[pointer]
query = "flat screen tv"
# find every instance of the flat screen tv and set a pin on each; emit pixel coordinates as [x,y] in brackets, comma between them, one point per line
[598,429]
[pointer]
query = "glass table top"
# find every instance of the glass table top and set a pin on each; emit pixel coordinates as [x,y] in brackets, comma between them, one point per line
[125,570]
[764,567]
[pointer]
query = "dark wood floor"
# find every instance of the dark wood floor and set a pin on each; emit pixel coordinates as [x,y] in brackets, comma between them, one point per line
* * * * * * * * *
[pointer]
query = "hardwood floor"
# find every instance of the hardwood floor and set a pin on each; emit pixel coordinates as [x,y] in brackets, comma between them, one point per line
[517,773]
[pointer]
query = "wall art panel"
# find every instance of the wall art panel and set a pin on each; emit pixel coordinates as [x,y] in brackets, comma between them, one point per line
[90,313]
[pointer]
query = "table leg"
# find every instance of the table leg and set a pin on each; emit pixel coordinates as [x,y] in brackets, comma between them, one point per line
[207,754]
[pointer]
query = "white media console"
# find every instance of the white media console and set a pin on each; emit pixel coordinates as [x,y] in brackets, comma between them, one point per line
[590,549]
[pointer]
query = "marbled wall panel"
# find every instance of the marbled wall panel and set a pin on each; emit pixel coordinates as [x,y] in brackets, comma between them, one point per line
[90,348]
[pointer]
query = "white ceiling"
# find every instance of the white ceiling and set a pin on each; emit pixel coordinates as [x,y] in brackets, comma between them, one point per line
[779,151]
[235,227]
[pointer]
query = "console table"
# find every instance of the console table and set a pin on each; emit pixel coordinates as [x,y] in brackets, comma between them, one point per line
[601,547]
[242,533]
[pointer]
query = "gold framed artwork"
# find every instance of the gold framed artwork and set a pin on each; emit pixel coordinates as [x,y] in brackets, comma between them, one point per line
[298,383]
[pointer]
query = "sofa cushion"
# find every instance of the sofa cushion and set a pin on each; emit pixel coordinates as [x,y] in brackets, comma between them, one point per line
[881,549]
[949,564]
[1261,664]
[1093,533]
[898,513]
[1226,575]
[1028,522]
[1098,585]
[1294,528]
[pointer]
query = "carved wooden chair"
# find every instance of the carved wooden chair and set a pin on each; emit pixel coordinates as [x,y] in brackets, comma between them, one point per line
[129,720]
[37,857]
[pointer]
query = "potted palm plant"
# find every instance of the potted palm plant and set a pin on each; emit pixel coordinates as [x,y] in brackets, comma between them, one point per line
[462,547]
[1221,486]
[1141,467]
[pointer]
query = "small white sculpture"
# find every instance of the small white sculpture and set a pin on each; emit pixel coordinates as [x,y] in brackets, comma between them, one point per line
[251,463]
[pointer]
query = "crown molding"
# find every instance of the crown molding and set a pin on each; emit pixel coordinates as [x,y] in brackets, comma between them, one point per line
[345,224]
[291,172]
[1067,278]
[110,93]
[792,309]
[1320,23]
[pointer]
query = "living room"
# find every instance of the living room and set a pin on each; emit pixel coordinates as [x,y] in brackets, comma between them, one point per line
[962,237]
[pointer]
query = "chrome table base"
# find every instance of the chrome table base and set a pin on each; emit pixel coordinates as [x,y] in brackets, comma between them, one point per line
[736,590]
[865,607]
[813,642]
* * * * * * * * *
**TASK PROMPT**. Among the lines above, which ones hold the string "dark"? Show them.

**EXERCISE ANSWER**.
query = "dark wood floor"
# find every instance of the dark wood floor and set a pin on each; emit pixel coordinates as [x,y] in brackets, comma between them, one point per line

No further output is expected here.